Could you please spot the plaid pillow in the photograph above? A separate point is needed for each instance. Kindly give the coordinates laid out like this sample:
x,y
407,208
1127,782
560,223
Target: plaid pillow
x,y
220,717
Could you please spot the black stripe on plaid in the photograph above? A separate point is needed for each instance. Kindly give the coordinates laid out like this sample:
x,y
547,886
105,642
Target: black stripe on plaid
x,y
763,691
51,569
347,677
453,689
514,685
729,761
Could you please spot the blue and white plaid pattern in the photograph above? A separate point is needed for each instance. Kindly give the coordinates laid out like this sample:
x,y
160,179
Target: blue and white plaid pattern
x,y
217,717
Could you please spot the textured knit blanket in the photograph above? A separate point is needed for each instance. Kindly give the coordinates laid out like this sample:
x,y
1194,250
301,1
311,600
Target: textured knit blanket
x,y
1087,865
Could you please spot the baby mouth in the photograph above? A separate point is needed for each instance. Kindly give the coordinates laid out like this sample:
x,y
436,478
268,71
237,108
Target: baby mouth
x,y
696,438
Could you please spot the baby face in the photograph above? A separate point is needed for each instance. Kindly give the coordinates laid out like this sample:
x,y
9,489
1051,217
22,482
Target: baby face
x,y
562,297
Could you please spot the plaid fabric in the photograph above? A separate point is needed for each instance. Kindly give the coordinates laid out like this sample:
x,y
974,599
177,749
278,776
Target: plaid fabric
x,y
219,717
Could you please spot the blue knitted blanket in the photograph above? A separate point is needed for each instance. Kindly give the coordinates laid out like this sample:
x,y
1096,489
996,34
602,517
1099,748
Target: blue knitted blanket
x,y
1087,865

· · · · · · ·

• Work instruction: The records above are to be output in full and without error.

• Solved problem:
Could you please spot the plaid pillow in the photograph above? A separate point is needed for each instance. Kindly give the coordinates laid out like this sample:
x,y
407,208
1127,782
560,223
Target: plaid pillow
x,y
220,717
Could you please spot the black stripe on plaid in the photograph above? A separate point is needed for each instance. Kindly give the coordinates laid out like this sample:
x,y
547,886
105,642
Target: black stripe on plaid
x,y
763,691
51,569
347,677
453,689
514,685
729,761
Could you please spot the blue and white plaid pattern in the photograph above? A separate point is needed for each instance. Kindly give the coordinates laid out like this sample:
x,y
160,179
Target: blue and white plaid pattern
x,y
217,717
Could you please spot the textured knit blanket in the photograph above? A separate point is needed for each instance. Kindly give the coordinates laid out like this sample:
x,y
1194,250
301,1
311,600
Target: textured knit blanket
x,y
1087,865
Could you please spot the baby mouth in the photograph above? A separate point is needed for each instance. Kindly give the coordinates laid out like this sample:
x,y
436,478
268,71
237,108
Target: baby mouth
x,y
696,438
Could you please spot the baby face in the photograph above? A separate point is needed for each instance. Kindly give the coordinates laid out like this sample:
x,y
9,489
1051,217
22,482
Target: baby face
x,y
562,297
Could you please spot the plaid fabric in the photograph above? A separate point is needed for each instance. Kindly give the coordinates laid out like this sample:
x,y
974,599
177,749
278,776
Target: plaid fabric
x,y
219,717
Could you please spot the blue knitted blanket in the photograph above? A separate point is needed for each instance. Kindly give the coordinates laid out like this sample:
x,y
1096,489
996,34
602,517
1099,748
Target: blue knitted blanket
x,y
1087,865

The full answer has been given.